- _Exercise details_: Only the text of the records belongs in the answer; the pictures must be dropped.

(Dataset entries)
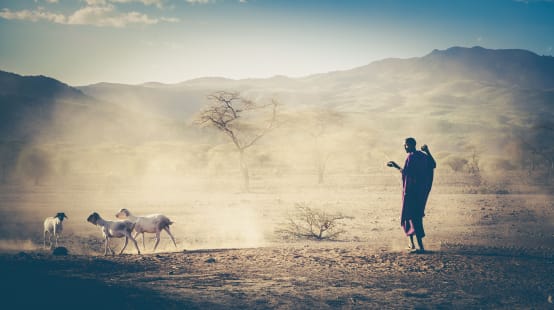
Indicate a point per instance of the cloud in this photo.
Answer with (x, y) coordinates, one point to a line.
(39, 14)
(158, 3)
(106, 16)
(100, 15)
(200, 1)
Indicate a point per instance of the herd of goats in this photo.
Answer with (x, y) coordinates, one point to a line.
(155, 223)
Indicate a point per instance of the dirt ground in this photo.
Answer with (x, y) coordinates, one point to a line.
(486, 249)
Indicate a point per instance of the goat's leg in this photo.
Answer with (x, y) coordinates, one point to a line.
(136, 235)
(157, 240)
(170, 235)
(135, 243)
(124, 245)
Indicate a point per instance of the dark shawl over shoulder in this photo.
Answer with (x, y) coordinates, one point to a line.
(417, 181)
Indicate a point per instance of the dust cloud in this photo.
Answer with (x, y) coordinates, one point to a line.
(104, 157)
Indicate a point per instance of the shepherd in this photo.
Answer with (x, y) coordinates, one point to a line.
(417, 179)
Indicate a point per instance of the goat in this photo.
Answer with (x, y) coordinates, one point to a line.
(154, 223)
(114, 229)
(54, 227)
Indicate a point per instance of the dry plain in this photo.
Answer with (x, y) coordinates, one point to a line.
(490, 245)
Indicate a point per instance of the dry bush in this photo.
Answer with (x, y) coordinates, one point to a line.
(315, 224)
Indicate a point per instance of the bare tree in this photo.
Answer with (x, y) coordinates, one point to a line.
(308, 223)
(239, 119)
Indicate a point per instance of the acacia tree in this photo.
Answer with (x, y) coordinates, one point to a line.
(239, 119)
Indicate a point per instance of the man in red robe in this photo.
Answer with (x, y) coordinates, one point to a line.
(417, 179)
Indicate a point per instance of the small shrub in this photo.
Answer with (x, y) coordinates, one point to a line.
(308, 223)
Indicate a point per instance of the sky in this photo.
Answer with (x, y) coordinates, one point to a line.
(83, 42)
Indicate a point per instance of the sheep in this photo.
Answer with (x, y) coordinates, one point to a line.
(154, 223)
(114, 229)
(53, 226)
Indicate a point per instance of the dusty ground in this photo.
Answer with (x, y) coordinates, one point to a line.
(486, 250)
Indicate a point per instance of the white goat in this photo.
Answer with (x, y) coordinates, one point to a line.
(154, 223)
(114, 229)
(53, 226)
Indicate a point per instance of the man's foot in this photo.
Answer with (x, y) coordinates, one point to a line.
(417, 251)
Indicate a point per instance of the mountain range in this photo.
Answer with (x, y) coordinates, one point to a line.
(477, 97)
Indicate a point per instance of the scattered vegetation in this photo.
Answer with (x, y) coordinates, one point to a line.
(229, 113)
(314, 224)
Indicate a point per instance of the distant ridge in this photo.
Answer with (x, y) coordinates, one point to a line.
(35, 87)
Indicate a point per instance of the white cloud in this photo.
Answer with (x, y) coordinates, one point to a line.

- _Exercise answer_:
Indicate a point per instance of the cloud in this photo.
Answer with (x, y) coordinates, one point to a line.
(39, 14)
(158, 3)
(106, 16)
(100, 15)
(200, 1)
Indicate a point per instance of the herd of goats in this photo.
Answer with (x, y) coordinates, one point to a line.
(155, 223)
Indicate a point per instance of the dirt ground in this photo.
Answer with (x, y) coordinates, one point to a line.
(486, 249)
Indicate a point per instance of the goat's leg in this photo.
Answer with (x, y) coordinates, one point to a line.
(136, 235)
(157, 240)
(170, 235)
(135, 243)
(124, 245)
Indicate a point per instance of the dark shawl over shoulder in this photo.
Answer with (x, y) coordinates, one point to a line.
(417, 181)
Indicate a point per instance of the dust cloud in this photo.
Answer with (x, y) coordinates, one point to a line.
(104, 157)
Indicate a point per instance of the shepherd in this photo.
Answer with (x, y) coordinates, one point to a line.
(417, 179)
Indicate a point per instance of the goat in this photo.
Answer with (x, y) coordinates, one point to a line.
(154, 223)
(114, 229)
(54, 227)
Indicate a point per instance of the dry plain in this photo.
Answer with (x, y) coordinates, one point to a line.
(490, 245)
Indicate a point per instance of the dry bush in this photo.
Answer with (x, y) coordinates, one point to a line.
(315, 224)
Indicate a point per instance of the bare tree in this photo.
Answer with (x, y) coordinates, one point to a line.
(308, 223)
(239, 119)
Indicate a point per instance of the acacia tree in this photo.
Answer with (x, y) coordinates, one point to a line.
(239, 119)
Indicate a point per instance of the man in red robe in this photo.
Answer with (x, y) coordinates, one point to a line.
(417, 179)
Indicate a point per instance of the small shrub in this photo.
Answer with (x, y) coordinates, one point to a line.
(308, 223)
Indicate a point per instance of the sky in this photo.
Answer with (x, y) coordinates, one point to a line.
(83, 42)
Indicate a point per instance of the sheep in this photo.
Answer with (x, y) coordinates, one point to a line.
(154, 223)
(114, 229)
(53, 226)
Indicate a point per instance of the dusty ground in this photo.
Answer with (x, y) coordinates, one point to a line.
(486, 250)
Indicate a point per instance of the white goat in this photo.
Answer with (x, y) coordinates, one point to a line.
(154, 223)
(114, 229)
(53, 226)
Indicate a point per instance of the man's foot in this photo.
Answer with (x, y) coordinates, one point to a line.
(417, 251)
Indicate a point per instance of the mountain range in this photo.
Answer with (x, y) coordinates, one point to a line.
(477, 97)
Indicate a point per instance of the scattered vegetation in this photo.
Answer with (x, y) coordinates, one point to a line.
(229, 113)
(314, 224)
Indicate a point per instance of the distant ridge in this photo.
Answer with (x, y) coordinates, one point to a line.
(35, 87)
Indicate a point per instance of the white cloud in this photo.
Answer with (x, y) coordinates, one point to a line.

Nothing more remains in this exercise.